WHAT IS EXPECTED
Please pull out every line in the entries below that contains the string "blurred", matching case exactly.

TASK INPUT
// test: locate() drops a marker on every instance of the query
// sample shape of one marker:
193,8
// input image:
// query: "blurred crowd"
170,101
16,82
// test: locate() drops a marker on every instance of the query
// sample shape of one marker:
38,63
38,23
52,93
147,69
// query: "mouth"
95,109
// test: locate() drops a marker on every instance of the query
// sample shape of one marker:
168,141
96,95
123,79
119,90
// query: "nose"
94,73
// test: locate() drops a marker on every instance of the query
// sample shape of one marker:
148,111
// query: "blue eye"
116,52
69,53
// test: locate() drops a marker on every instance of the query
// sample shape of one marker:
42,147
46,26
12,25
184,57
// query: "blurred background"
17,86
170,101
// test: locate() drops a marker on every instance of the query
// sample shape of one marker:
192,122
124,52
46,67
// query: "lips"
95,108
--
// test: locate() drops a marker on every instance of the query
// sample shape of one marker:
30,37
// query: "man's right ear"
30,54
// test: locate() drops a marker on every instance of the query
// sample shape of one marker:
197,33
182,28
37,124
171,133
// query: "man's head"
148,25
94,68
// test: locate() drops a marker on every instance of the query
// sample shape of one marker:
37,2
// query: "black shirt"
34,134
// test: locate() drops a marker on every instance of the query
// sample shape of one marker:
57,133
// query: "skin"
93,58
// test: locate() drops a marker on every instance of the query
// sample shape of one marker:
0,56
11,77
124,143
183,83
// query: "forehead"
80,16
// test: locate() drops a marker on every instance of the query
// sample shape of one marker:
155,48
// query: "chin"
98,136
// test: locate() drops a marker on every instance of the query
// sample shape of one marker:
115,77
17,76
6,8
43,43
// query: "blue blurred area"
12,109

WRITTEN REPLY
// query: "blurred crowd"
// query: "blurred background"
// query: "blue blurred area"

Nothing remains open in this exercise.